[start]
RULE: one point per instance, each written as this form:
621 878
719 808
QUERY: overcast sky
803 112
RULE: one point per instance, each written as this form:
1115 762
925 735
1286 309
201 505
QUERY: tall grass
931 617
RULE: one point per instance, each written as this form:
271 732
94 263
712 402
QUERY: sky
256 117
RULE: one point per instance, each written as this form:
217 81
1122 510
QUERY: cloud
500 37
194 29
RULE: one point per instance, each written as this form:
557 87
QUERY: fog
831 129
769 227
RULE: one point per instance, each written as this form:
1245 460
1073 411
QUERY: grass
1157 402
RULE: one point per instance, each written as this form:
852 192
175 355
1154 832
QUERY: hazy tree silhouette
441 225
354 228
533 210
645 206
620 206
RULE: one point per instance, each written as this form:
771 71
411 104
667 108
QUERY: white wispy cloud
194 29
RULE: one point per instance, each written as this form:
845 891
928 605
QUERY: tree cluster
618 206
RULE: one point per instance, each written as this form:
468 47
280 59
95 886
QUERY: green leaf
[end]
[start]
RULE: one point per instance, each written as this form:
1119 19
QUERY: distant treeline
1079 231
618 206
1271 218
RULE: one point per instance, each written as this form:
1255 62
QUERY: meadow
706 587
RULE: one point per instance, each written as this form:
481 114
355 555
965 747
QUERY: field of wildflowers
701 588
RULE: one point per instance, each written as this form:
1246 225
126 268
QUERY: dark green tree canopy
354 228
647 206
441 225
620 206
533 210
[end]
[start]
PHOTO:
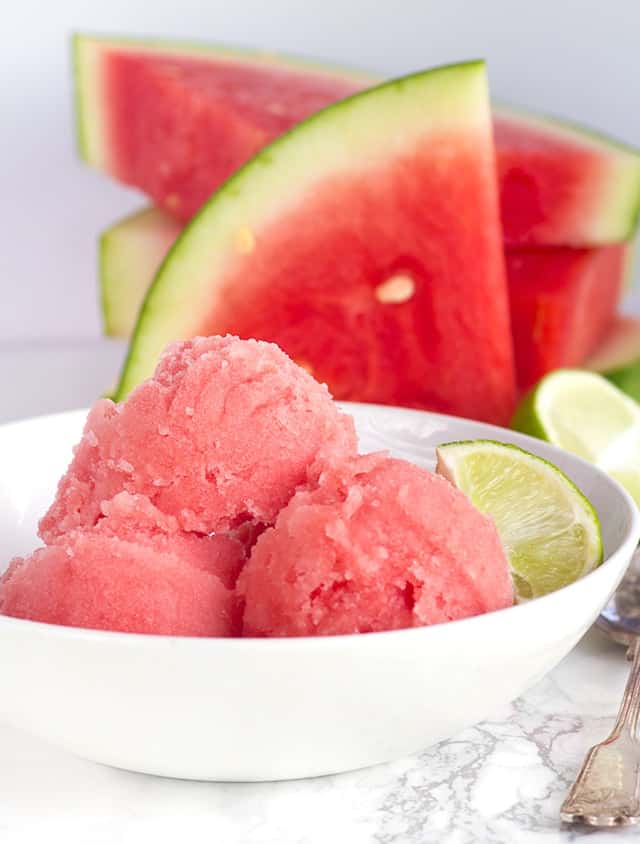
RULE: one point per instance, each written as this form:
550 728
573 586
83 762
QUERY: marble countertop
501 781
[end]
WHAT YOU ARE ASKED TO DO:
Return every line of the entries above that contains the word "green", matching its case exactly.

COMPLETE RESPONSE:
QUERY: green leaf
QUERY: dark green tree canopy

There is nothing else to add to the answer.